WORK REQUEST
Filter the listing and keep only the lines with the word "sill".

DATA FOR ANALYSIS
◆ ◆ ◆ ◆
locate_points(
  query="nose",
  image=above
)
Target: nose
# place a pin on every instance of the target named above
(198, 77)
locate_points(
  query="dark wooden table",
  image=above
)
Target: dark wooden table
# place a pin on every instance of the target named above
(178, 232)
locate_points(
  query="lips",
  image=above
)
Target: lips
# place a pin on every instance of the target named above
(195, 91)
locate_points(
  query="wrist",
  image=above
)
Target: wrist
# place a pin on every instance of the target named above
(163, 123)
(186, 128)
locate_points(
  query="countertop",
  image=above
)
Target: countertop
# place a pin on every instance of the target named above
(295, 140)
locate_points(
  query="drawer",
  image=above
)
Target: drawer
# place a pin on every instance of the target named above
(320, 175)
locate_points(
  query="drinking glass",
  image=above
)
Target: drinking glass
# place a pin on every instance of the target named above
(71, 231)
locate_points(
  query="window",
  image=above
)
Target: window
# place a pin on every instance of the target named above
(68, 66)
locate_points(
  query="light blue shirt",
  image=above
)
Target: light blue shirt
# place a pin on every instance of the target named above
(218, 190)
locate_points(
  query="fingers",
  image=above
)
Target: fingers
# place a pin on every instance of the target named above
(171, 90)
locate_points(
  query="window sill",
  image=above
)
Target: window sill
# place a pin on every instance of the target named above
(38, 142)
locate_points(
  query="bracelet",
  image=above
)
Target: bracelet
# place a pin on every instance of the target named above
◆ ◆ ◆ ◆
TASK SOLUTION
  query="window sill",
Target: window sill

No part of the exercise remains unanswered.